Work instructions >> The output must be the line with "For every instance of the blue rubber" and every following line to the end of the material, exactly as they appear, and nothing else.

Data for analysis >>
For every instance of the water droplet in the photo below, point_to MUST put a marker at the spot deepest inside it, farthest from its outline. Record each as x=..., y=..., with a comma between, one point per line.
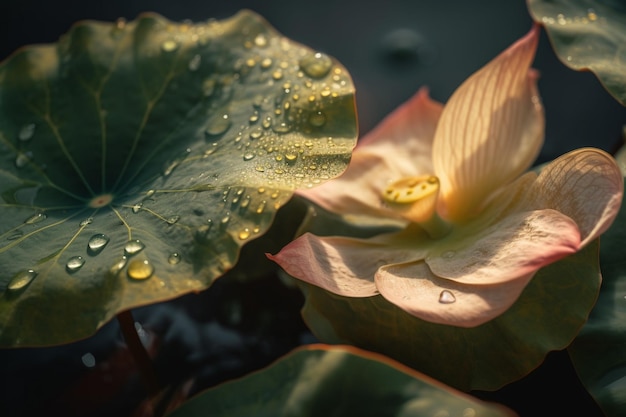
x=260, y=40
x=21, y=279
x=194, y=63
x=74, y=263
x=173, y=219
x=117, y=267
x=446, y=297
x=36, y=218
x=97, y=243
x=85, y=222
x=169, y=46
x=26, y=132
x=244, y=234
x=140, y=269
x=174, y=258
x=88, y=360
x=133, y=247
x=317, y=119
x=218, y=126
x=22, y=159
x=316, y=65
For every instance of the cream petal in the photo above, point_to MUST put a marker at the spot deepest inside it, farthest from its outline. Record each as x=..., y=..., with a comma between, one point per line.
x=490, y=131
x=586, y=185
x=399, y=146
x=512, y=248
x=346, y=266
x=414, y=288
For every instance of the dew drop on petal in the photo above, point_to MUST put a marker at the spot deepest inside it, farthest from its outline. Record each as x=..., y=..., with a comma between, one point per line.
x=35, y=218
x=244, y=234
x=21, y=279
x=133, y=247
x=26, y=132
x=97, y=243
x=140, y=269
x=316, y=65
x=174, y=258
x=74, y=263
x=446, y=297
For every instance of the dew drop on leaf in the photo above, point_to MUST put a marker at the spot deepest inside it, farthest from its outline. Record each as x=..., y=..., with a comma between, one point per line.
x=74, y=263
x=133, y=247
x=174, y=258
x=140, y=269
x=316, y=65
x=35, y=218
x=119, y=265
x=446, y=297
x=21, y=279
x=218, y=126
x=87, y=221
x=97, y=243
x=26, y=132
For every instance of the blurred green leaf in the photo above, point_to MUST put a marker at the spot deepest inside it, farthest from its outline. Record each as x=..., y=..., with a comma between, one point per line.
x=547, y=316
x=588, y=35
x=599, y=351
x=323, y=380
x=136, y=158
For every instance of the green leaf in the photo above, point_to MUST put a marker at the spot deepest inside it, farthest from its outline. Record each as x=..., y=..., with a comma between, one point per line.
x=588, y=35
x=323, y=380
x=136, y=158
x=547, y=316
x=599, y=351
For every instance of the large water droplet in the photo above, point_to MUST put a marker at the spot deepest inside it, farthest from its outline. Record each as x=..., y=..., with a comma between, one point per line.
x=446, y=297
x=218, y=126
x=97, y=243
x=119, y=265
x=85, y=222
x=26, y=132
x=174, y=258
x=74, y=263
x=35, y=218
x=316, y=65
x=133, y=247
x=140, y=269
x=21, y=279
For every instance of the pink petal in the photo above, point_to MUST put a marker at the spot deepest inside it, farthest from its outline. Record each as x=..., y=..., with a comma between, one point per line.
x=511, y=249
x=490, y=131
x=585, y=185
x=415, y=289
x=345, y=266
x=399, y=146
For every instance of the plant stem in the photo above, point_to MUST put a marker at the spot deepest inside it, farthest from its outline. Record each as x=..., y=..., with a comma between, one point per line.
x=139, y=353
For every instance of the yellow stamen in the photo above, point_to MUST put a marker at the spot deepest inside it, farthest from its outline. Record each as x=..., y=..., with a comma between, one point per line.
x=415, y=198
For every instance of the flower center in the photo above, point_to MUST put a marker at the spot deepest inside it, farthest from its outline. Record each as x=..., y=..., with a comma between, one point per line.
x=415, y=199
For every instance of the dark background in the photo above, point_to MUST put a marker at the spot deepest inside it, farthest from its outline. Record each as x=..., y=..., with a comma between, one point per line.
x=391, y=48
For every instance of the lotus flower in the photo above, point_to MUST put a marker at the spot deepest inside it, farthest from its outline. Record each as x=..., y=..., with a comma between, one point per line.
x=476, y=226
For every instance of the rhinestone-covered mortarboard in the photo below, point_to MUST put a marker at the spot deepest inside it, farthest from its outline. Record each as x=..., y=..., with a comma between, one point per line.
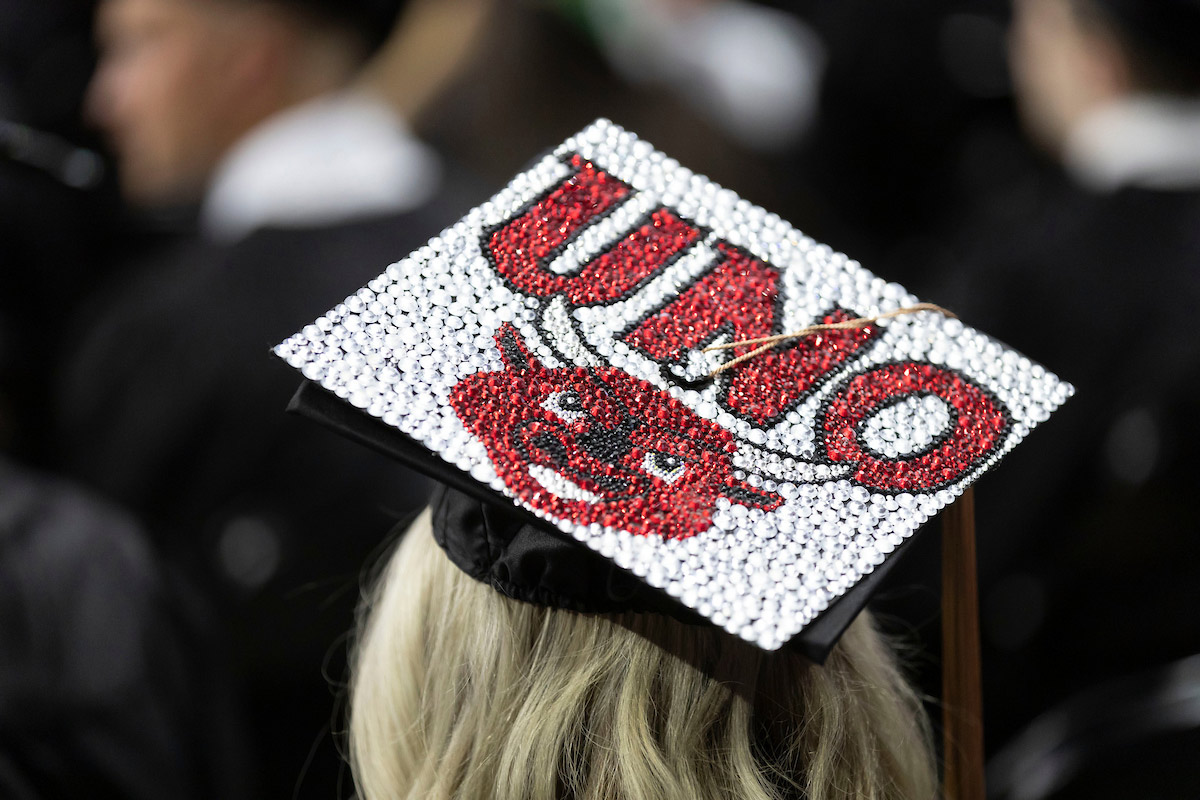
x=553, y=350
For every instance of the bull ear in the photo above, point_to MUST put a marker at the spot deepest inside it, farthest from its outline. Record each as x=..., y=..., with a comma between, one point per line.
x=514, y=352
x=749, y=495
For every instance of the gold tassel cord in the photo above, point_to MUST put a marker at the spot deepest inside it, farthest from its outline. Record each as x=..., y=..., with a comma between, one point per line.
x=767, y=342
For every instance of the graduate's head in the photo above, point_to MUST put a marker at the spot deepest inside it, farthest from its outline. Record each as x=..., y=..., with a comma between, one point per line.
x=1072, y=56
x=179, y=82
x=460, y=691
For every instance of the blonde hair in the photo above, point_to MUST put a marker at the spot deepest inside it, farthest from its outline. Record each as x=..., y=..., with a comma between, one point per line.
x=461, y=692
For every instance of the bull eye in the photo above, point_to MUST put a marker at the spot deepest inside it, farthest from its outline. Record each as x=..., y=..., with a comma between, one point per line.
x=565, y=404
x=664, y=465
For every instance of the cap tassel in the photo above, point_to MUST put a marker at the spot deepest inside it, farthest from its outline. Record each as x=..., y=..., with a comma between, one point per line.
x=767, y=342
x=961, y=690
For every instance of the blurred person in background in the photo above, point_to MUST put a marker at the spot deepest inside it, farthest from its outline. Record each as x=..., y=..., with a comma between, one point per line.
x=111, y=684
x=247, y=114
x=1096, y=272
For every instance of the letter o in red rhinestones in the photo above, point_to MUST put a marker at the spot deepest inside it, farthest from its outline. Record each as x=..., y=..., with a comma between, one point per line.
x=978, y=428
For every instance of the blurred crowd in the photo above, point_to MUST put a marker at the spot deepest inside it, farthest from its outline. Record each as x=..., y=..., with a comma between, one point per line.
x=185, y=182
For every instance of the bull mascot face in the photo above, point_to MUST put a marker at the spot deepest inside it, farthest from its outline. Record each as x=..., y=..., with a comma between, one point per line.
x=598, y=445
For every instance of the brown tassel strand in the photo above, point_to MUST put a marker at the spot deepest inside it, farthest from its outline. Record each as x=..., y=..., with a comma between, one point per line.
x=767, y=342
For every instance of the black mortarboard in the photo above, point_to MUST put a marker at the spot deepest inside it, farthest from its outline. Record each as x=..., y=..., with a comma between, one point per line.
x=371, y=19
x=550, y=356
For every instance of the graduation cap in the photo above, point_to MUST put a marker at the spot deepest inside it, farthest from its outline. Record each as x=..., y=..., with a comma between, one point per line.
x=658, y=396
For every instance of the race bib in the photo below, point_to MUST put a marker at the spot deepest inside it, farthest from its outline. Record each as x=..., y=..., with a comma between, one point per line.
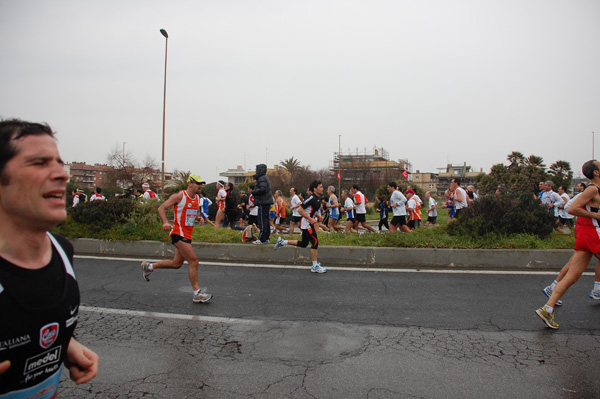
x=190, y=216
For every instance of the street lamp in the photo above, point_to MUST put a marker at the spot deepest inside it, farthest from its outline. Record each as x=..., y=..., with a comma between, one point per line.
x=162, y=185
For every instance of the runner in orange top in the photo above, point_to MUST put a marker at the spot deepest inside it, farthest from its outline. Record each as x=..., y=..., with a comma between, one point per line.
x=186, y=208
x=220, y=199
x=279, y=211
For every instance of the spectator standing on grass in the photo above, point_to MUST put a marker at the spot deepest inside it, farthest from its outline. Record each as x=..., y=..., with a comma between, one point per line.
x=398, y=205
x=242, y=206
x=205, y=202
x=431, y=210
x=334, y=210
x=360, y=202
x=279, y=212
x=565, y=220
x=412, y=207
x=220, y=200
x=471, y=194
x=252, y=209
x=460, y=196
x=550, y=198
x=349, y=209
x=383, y=208
x=231, y=207
x=450, y=203
x=295, y=203
x=148, y=194
x=263, y=199
x=79, y=197
x=97, y=196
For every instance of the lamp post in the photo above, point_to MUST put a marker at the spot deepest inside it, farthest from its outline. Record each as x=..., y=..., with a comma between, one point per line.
x=124, y=164
x=162, y=185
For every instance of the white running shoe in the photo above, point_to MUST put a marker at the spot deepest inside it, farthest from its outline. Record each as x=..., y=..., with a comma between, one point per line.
x=279, y=243
x=202, y=297
x=318, y=269
x=145, y=271
x=548, y=292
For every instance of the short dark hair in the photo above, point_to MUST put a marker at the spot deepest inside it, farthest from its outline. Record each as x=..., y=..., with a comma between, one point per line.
x=588, y=169
x=15, y=129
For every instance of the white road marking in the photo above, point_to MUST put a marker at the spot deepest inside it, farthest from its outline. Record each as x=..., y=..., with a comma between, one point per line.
x=353, y=269
x=137, y=313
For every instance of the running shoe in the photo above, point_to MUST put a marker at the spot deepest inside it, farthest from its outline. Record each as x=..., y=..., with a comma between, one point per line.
x=548, y=292
x=547, y=318
x=145, y=271
x=202, y=297
x=318, y=269
x=279, y=243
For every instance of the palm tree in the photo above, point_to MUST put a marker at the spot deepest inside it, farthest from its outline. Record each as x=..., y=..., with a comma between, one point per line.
x=180, y=179
x=561, y=173
x=515, y=158
x=291, y=164
x=535, y=161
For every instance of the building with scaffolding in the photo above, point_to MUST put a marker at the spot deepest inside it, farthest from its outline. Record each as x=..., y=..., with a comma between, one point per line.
x=369, y=169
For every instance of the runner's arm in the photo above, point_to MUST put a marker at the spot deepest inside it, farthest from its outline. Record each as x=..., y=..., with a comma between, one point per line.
x=81, y=362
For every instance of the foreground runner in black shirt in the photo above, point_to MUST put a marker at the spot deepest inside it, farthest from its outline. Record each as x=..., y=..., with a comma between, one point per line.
x=39, y=297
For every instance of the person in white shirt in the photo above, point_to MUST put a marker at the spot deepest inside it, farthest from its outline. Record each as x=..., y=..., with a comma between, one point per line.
x=220, y=199
x=551, y=199
x=460, y=196
x=148, y=194
x=565, y=219
x=398, y=205
x=417, y=199
x=431, y=211
x=294, y=205
x=349, y=209
x=360, y=208
x=97, y=196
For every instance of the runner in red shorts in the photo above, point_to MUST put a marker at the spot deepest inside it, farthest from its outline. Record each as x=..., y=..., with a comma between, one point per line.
x=587, y=241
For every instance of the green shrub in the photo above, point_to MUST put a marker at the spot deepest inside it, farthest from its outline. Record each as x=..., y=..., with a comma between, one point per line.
x=103, y=214
x=508, y=214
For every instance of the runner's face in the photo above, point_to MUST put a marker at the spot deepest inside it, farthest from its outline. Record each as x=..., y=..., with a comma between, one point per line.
x=36, y=193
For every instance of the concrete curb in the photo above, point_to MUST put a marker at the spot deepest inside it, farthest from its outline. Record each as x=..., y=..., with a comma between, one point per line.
x=374, y=257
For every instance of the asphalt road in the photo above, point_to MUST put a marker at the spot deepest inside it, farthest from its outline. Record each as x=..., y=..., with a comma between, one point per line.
x=282, y=332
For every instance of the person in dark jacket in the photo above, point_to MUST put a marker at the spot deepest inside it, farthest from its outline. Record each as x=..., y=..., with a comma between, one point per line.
x=263, y=199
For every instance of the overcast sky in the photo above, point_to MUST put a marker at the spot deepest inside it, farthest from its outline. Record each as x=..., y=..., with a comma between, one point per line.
x=258, y=81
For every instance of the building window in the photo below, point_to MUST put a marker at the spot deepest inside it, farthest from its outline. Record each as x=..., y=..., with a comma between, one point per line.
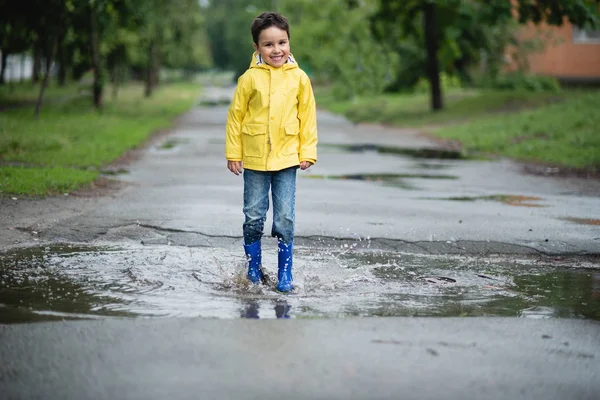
x=585, y=36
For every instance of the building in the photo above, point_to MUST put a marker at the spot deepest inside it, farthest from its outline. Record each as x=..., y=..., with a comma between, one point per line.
x=568, y=53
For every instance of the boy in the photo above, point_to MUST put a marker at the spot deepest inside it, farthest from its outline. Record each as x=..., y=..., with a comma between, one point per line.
x=271, y=131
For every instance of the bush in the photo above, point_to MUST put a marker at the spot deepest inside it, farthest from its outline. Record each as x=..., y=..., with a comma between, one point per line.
x=525, y=82
x=446, y=82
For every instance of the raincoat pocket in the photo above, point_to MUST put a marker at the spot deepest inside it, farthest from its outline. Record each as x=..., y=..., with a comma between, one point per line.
x=253, y=139
x=292, y=141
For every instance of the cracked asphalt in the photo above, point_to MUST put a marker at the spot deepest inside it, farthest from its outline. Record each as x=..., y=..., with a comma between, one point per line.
x=183, y=195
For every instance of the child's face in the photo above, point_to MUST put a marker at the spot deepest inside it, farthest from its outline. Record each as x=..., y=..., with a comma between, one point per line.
x=273, y=46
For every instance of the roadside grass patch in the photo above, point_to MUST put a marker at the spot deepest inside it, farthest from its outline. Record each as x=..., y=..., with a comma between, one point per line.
x=71, y=135
x=43, y=181
x=413, y=109
x=565, y=134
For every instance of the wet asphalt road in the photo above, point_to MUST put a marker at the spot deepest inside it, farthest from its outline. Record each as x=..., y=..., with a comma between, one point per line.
x=179, y=193
x=368, y=358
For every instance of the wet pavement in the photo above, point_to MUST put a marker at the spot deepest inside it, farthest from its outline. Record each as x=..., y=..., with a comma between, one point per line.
x=140, y=291
x=82, y=282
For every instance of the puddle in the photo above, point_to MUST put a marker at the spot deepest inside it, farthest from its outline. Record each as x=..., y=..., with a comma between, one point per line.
x=512, y=200
x=214, y=102
x=583, y=221
x=114, y=172
x=171, y=143
x=65, y=282
x=427, y=153
x=396, y=180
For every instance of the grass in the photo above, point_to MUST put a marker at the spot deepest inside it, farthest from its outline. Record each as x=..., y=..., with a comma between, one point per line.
x=71, y=141
x=565, y=134
x=561, y=129
x=413, y=110
x=42, y=181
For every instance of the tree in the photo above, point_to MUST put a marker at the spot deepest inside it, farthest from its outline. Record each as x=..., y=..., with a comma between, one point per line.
x=456, y=28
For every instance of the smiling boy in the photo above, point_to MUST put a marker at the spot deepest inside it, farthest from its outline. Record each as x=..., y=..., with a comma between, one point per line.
x=271, y=132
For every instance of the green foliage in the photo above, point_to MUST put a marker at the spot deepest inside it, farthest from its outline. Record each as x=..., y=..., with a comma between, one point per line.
x=447, y=82
x=43, y=181
x=564, y=134
x=72, y=138
x=412, y=110
x=334, y=39
x=522, y=81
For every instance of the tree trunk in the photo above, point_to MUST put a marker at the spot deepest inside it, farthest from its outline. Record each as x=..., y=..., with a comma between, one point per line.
x=22, y=77
x=49, y=60
x=62, y=62
x=3, y=67
x=98, y=85
x=116, y=78
x=433, y=70
x=151, y=72
x=37, y=63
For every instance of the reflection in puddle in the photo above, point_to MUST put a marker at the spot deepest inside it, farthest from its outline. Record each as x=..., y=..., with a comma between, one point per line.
x=396, y=180
x=583, y=221
x=428, y=153
x=512, y=200
x=172, y=143
x=64, y=282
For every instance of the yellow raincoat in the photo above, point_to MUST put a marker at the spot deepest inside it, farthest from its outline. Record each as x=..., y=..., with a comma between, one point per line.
x=272, y=124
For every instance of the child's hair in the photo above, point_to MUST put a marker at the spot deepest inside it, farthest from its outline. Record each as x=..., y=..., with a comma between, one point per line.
x=267, y=20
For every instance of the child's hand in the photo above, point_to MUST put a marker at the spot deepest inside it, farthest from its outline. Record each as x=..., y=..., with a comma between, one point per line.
x=305, y=165
x=235, y=166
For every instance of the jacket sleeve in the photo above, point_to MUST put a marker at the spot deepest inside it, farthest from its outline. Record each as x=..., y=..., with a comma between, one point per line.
x=307, y=114
x=235, y=116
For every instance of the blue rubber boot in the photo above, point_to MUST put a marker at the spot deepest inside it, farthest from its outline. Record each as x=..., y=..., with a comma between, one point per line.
x=254, y=256
x=284, y=272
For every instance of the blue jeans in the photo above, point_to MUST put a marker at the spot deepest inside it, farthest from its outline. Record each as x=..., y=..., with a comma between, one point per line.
x=256, y=203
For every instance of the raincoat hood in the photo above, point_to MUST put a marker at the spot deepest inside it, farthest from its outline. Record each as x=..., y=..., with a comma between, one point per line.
x=271, y=123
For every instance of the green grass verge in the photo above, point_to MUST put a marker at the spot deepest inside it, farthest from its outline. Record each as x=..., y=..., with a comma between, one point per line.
x=565, y=134
x=43, y=181
x=413, y=110
x=71, y=136
x=561, y=129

Result of the task >>
For every instance of the blue rubber boot in the photo above, point_to MUST put a marker at the spot deepest inside it, farthest from its outline. Record each as x=..., y=..., with a comma between, one point per line.
x=254, y=256
x=284, y=272
For every instance of the blue jeans in the photo above, point_to MUST put a marker at the spot deepest inside it, farthest from its outline. Record each as x=..., y=..., with a comma between, one point per line.
x=256, y=203
For every instance of the raincoat hood in the photo above, point_to MUST put a marker at the spot deepest inside it, farthest from its outline. Record each as x=..., y=..., with a comma between, one point per line.
x=271, y=123
For every instance of the green grass verge in the photo above, point_to MUST put a marker at the spot deepest inside it, farthest from its outline. Record each as x=..., y=..., with a comma between, one point per line.
x=565, y=134
x=43, y=181
x=413, y=110
x=71, y=136
x=561, y=129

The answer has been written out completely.